• EXERCISE AIM:
Please report how many lines below contain the string "compound". Give only the number.

[Polygon annotations for photos]

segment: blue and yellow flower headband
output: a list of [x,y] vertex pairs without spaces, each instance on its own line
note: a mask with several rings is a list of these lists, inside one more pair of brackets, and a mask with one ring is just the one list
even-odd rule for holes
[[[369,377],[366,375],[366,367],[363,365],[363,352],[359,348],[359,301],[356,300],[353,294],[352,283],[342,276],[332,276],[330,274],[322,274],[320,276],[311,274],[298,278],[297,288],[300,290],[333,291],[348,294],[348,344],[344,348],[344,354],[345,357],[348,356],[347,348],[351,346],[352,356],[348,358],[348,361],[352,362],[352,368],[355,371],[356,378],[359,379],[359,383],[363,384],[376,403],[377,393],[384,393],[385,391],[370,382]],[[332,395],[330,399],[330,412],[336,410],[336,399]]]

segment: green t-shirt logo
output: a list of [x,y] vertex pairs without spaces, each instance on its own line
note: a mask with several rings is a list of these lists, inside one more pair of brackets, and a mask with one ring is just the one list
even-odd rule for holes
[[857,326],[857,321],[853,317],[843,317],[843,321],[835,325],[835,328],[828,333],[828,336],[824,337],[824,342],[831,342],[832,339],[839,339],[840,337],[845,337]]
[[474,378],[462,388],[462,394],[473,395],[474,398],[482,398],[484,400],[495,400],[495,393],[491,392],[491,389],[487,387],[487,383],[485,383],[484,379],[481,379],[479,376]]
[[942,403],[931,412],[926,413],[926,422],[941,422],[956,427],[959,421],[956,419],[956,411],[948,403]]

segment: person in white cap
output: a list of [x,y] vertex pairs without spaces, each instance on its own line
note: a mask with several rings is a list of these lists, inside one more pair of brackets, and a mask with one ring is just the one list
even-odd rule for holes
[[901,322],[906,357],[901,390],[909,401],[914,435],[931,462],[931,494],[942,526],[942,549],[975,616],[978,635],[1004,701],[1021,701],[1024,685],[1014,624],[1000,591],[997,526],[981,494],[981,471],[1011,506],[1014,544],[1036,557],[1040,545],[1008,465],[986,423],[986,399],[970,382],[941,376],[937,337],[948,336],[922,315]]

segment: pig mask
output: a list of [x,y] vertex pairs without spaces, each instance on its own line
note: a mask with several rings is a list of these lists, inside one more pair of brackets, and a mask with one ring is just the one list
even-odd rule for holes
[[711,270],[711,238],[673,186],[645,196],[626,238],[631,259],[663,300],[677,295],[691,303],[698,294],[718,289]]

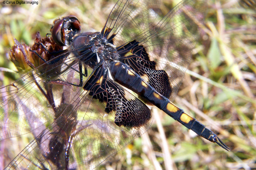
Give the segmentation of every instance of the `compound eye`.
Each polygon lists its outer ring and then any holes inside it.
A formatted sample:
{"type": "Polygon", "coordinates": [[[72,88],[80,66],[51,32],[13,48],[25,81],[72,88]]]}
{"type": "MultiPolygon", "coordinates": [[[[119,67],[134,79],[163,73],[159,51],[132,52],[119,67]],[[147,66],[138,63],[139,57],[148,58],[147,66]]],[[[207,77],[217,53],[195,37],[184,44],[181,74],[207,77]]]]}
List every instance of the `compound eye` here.
{"type": "MultiPolygon", "coordinates": [[[[61,28],[64,20],[63,19],[55,22],[54,25],[52,28],[52,36],[56,44],[60,46],[65,46],[65,40],[63,39],[64,33],[62,32],[61,28]]],[[[65,39],[65,38],[64,38],[65,39]]]]}

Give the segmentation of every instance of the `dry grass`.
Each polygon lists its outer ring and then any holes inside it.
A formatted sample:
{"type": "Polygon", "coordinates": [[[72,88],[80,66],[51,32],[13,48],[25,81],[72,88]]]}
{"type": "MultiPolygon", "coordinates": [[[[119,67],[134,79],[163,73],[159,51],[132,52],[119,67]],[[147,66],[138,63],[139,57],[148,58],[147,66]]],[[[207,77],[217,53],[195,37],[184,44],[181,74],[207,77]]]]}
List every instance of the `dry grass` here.
{"type": "MultiPolygon", "coordinates": [[[[31,45],[37,32],[49,33],[54,19],[70,15],[79,19],[84,30],[100,30],[114,1],[47,0],[38,5],[13,5],[1,2],[0,67],[15,69],[6,57],[14,37],[31,45]]],[[[171,6],[169,1],[163,1],[163,11],[171,6]]],[[[231,151],[153,109],[152,128],[96,169],[256,168],[256,12],[236,1],[223,1],[213,3],[207,18],[208,38],[195,49],[175,102],[219,134],[231,151]]],[[[0,72],[5,85],[19,76],[0,72]]]]}

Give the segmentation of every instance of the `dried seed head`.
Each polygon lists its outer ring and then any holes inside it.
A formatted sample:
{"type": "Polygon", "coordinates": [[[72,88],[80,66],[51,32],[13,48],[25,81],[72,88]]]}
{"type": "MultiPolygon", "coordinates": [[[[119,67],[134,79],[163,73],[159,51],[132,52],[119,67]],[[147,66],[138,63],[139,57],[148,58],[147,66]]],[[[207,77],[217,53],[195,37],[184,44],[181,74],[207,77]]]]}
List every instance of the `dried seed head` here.
{"type": "Polygon", "coordinates": [[[15,42],[9,53],[10,60],[14,64],[19,72],[29,72],[33,67],[28,61],[33,62],[31,52],[29,51],[30,48],[26,44],[20,44],[16,40],[15,42]]]}

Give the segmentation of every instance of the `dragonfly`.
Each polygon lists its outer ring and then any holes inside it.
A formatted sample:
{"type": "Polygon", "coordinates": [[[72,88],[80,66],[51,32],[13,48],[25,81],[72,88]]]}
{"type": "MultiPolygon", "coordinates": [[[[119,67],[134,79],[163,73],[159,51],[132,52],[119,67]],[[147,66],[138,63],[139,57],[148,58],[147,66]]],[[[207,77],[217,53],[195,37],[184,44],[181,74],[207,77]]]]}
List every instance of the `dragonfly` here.
{"type": "MultiPolygon", "coordinates": [[[[205,27],[207,3],[184,0],[162,18],[155,2],[118,1],[99,32],[56,19],[31,47],[15,40],[25,75],[0,89],[0,141],[32,134],[5,169],[93,169],[150,127],[157,107],[229,148],[172,102],[205,27]]],[[[7,157],[6,157],[7,158],[7,157]]]]}

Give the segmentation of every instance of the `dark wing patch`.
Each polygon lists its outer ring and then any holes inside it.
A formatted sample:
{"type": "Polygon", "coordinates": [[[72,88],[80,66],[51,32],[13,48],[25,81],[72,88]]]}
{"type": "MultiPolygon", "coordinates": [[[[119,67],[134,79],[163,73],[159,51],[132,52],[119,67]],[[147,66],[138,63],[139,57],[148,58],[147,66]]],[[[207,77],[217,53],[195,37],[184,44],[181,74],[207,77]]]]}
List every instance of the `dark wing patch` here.
{"type": "Polygon", "coordinates": [[[149,108],[138,98],[108,78],[107,72],[98,68],[86,83],[84,88],[96,82],[90,89],[93,98],[106,102],[105,112],[115,111],[115,123],[120,126],[140,127],[150,123],[151,113],[149,108]],[[103,75],[102,74],[103,73],[103,75]]]}
{"type": "Polygon", "coordinates": [[[134,40],[118,49],[120,61],[125,63],[139,75],[156,91],[169,98],[172,87],[165,71],[156,70],[156,63],[151,61],[146,49],[134,40]]]}

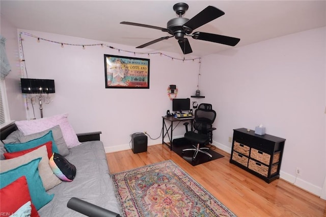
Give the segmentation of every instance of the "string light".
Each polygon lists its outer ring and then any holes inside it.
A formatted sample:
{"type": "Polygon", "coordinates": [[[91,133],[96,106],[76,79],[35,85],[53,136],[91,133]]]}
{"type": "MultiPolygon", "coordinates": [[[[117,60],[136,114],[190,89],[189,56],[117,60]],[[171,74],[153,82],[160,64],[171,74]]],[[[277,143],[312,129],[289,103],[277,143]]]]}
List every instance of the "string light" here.
{"type": "Polygon", "coordinates": [[[25,36],[28,36],[32,37],[33,37],[33,38],[37,38],[37,42],[39,42],[40,41],[40,40],[43,40],[43,41],[47,41],[48,42],[51,42],[51,43],[57,43],[57,44],[61,44],[62,47],[64,47],[64,44],[66,45],[69,45],[69,46],[83,46],[83,49],[85,49],[85,46],[101,46],[102,47],[103,47],[104,46],[105,46],[106,47],[108,47],[108,48],[111,48],[111,49],[117,50],[118,52],[119,52],[119,53],[121,51],[124,51],[124,52],[130,53],[133,53],[133,55],[135,55],[135,56],[136,55],[138,55],[138,54],[139,54],[139,55],[147,54],[148,56],[149,56],[150,55],[157,55],[157,54],[158,54],[161,57],[162,56],[163,56],[164,57],[171,58],[172,61],[173,61],[174,60],[177,60],[182,61],[183,62],[184,62],[184,61],[192,61],[192,60],[193,61],[194,61],[195,60],[199,60],[199,63],[200,63],[200,60],[201,59],[201,58],[200,58],[200,57],[196,58],[194,58],[194,59],[186,59],[184,58],[184,57],[183,57],[183,59],[176,58],[170,56],[169,55],[167,55],[166,54],[164,54],[164,53],[161,53],[160,52],[143,52],[131,51],[130,51],[130,50],[123,50],[123,49],[121,49],[116,48],[115,47],[113,47],[112,46],[108,45],[106,45],[106,44],[103,44],[103,43],[93,44],[70,44],[70,43],[64,43],[64,42],[58,42],[58,41],[52,41],[52,40],[49,40],[49,39],[45,39],[45,38],[40,38],[40,37],[37,37],[36,36],[33,35],[32,34],[31,34],[30,33],[25,33],[25,32],[21,32],[19,33],[19,37],[20,37],[20,41],[23,40],[23,38],[22,38],[21,37],[21,35],[24,35],[25,36]]]}

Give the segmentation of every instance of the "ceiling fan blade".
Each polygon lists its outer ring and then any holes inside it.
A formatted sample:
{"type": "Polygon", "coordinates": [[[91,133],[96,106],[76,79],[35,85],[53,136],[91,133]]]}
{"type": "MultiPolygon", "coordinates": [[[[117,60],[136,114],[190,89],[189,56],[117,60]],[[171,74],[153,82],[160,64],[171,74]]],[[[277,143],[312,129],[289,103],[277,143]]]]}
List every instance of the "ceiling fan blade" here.
{"type": "Polygon", "coordinates": [[[173,36],[162,37],[158,38],[157,39],[155,39],[154,40],[153,40],[152,41],[150,41],[149,42],[147,42],[146,44],[142,44],[141,45],[140,45],[140,46],[137,47],[136,48],[143,48],[143,47],[147,47],[148,45],[150,45],[151,44],[154,44],[155,43],[158,42],[159,41],[161,41],[164,40],[165,39],[169,39],[170,38],[171,38],[172,37],[173,37],[173,36]]]}
{"type": "Polygon", "coordinates": [[[183,24],[193,30],[224,15],[225,13],[213,6],[208,6],[183,24]]]}
{"type": "Polygon", "coordinates": [[[189,41],[187,38],[184,38],[183,40],[178,40],[178,43],[180,45],[180,47],[181,48],[183,54],[187,54],[193,52],[192,47],[190,46],[189,41]]]}
{"type": "Polygon", "coordinates": [[[142,27],[146,27],[147,28],[155,29],[155,30],[160,30],[162,32],[169,31],[169,30],[166,28],[162,28],[161,27],[155,26],[154,25],[146,25],[146,24],[137,23],[135,22],[126,22],[124,21],[123,22],[121,22],[120,24],[125,24],[127,25],[135,25],[137,26],[142,26],[142,27]]]}
{"type": "Polygon", "coordinates": [[[237,38],[199,32],[194,33],[192,37],[195,39],[211,41],[230,46],[235,46],[240,41],[240,39],[237,38]]]}

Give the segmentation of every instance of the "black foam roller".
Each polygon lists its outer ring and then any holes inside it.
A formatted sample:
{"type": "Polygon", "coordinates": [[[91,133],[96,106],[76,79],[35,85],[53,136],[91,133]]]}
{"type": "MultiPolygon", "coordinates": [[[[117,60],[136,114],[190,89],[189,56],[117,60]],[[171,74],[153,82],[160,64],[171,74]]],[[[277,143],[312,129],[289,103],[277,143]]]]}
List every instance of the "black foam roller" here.
{"type": "Polygon", "coordinates": [[[77,198],[71,198],[68,201],[67,207],[89,216],[120,216],[119,214],[112,211],[108,210],[77,198]]]}

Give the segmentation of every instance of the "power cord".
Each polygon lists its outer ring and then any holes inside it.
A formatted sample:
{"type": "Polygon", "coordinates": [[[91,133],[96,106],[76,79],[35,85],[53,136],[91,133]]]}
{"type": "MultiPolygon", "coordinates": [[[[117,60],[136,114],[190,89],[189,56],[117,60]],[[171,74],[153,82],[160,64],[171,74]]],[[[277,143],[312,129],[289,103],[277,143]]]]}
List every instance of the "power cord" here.
{"type": "Polygon", "coordinates": [[[159,138],[160,137],[161,137],[161,135],[162,134],[162,131],[163,130],[163,128],[162,128],[162,129],[161,129],[161,132],[159,133],[159,135],[158,136],[158,137],[157,137],[156,139],[153,139],[151,137],[150,135],[149,135],[149,134],[147,133],[147,132],[145,132],[145,134],[146,134],[146,135],[148,135],[148,137],[151,139],[151,140],[157,140],[157,139],[159,138]]]}

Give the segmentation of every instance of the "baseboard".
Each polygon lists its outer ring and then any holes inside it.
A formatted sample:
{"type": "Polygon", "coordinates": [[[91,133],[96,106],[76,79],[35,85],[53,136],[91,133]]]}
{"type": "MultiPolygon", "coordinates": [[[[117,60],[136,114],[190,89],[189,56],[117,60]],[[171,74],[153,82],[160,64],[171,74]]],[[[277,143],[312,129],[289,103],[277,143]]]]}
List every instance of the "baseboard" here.
{"type": "MultiPolygon", "coordinates": [[[[182,137],[174,137],[174,139],[177,139],[177,138],[181,138],[182,137]]],[[[168,141],[167,141],[168,142],[168,141]]],[[[161,141],[158,141],[157,140],[149,140],[147,143],[148,146],[157,145],[161,143],[161,141]]],[[[218,143],[215,141],[213,141],[212,145],[215,146],[218,148],[219,148],[227,153],[231,154],[232,148],[229,146],[227,146],[221,143],[218,143]]],[[[120,151],[124,151],[126,150],[131,149],[129,144],[123,144],[111,147],[104,147],[105,153],[115,152],[120,151]]],[[[280,177],[291,183],[295,186],[303,189],[305,191],[307,191],[313,194],[318,197],[320,197],[321,195],[322,189],[321,187],[314,185],[309,182],[308,182],[303,179],[302,179],[300,177],[296,177],[295,176],[280,171],[280,177]]]]}
{"type": "Polygon", "coordinates": [[[214,145],[216,147],[216,148],[219,148],[220,149],[221,149],[225,151],[226,152],[231,154],[231,151],[232,150],[231,147],[227,146],[226,145],[222,144],[222,143],[218,143],[214,141],[213,141],[213,142],[212,143],[212,145],[214,145]]]}
{"type": "MultiPolygon", "coordinates": [[[[231,147],[215,141],[213,141],[212,144],[226,152],[231,154],[231,147]]],[[[300,176],[296,177],[293,175],[280,171],[280,178],[318,197],[320,197],[321,195],[322,188],[321,187],[301,179],[300,176]]]]}
{"type": "Polygon", "coordinates": [[[300,176],[295,177],[293,175],[281,171],[280,171],[280,178],[318,197],[320,197],[321,195],[321,187],[301,179],[300,176]]]}

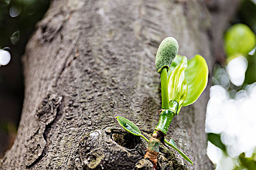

• EXPECTED OUTPUT:
2